● Dataset extract
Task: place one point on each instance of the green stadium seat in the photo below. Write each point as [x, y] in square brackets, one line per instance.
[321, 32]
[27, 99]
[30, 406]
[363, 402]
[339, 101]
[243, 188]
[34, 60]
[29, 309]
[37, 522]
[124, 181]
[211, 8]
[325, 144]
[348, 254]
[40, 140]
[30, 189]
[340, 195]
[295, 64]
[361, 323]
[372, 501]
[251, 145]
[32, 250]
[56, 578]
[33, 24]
* * *
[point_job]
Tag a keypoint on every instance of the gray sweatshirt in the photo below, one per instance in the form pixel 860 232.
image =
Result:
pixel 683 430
==
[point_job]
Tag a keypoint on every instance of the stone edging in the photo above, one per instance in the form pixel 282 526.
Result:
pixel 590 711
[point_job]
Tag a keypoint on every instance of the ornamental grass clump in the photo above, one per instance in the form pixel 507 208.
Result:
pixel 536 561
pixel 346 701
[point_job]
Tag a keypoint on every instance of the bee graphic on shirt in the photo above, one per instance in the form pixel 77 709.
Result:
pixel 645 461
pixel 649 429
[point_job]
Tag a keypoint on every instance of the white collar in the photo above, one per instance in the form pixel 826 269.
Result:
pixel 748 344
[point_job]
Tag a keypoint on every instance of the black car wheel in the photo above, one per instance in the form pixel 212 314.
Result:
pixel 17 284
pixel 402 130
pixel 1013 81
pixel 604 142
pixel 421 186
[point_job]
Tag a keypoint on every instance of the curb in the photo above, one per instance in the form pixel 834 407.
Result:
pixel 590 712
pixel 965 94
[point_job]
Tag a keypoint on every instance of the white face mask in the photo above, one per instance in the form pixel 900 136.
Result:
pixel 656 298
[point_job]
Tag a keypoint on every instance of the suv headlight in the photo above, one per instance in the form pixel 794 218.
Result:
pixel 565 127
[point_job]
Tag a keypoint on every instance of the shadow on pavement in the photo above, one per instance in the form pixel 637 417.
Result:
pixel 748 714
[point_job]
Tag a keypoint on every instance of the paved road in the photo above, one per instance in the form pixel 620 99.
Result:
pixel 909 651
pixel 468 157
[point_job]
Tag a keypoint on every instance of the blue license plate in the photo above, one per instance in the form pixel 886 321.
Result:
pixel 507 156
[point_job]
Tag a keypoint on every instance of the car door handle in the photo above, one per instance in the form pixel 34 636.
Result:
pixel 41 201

● Work request
The answer must be every line of the records above that holds the word "white".

● Answer section
Tag a keypoint on every instance of the white collar in the photo above, one per instance in the form pixel 826 269.
Tag a keypoint on every instance of the white face mask in the photo above, one per instance in the form pixel 900 136.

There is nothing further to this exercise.